• WHAT YOU SHOULD DO:
Everything from the line with "of the brown" through the last line of the records below should be copied exactly, both ends included.

• DATA EXCERPTS:
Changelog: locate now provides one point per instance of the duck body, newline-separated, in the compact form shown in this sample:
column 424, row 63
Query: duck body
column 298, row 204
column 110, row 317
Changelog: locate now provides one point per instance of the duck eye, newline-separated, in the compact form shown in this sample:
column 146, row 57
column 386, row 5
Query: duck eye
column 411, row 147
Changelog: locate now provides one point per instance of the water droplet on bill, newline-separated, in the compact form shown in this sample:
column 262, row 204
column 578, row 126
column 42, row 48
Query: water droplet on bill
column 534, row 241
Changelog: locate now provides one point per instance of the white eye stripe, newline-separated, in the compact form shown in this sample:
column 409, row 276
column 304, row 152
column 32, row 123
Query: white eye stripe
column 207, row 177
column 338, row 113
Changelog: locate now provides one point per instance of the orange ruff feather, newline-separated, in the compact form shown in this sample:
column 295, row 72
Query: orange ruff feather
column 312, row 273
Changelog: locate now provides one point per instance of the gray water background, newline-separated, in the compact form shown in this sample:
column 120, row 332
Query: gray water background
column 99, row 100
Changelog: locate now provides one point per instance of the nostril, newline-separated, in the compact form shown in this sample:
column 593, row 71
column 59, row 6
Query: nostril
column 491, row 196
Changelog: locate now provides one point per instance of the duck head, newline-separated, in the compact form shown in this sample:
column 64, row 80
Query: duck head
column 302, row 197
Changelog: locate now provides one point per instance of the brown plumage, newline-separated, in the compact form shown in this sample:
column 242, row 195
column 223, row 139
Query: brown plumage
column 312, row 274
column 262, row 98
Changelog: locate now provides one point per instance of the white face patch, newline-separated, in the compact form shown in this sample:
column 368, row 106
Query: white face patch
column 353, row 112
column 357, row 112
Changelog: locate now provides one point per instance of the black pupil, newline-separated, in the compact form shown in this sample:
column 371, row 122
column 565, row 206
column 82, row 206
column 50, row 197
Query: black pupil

• CORRECT OUTPUT:
Changelog: locate now provides one point per instance of the brown plumage, newline-separated, in the compact form shown in this sample:
column 242, row 195
column 223, row 139
Query: brown plumage
column 312, row 274
column 262, row 98
Changelog: locate now provides one point per instance of the white face patch, newline-separated, in the compact form shown in this sample:
column 368, row 106
Query: white face patch
column 353, row 112
column 357, row 112
Changelog: locate now provides one point per instance of the black pupil, newline-separated, in the compact form shown in this sample:
column 371, row 122
column 565, row 206
column 82, row 206
column 50, row 197
Query: black pupil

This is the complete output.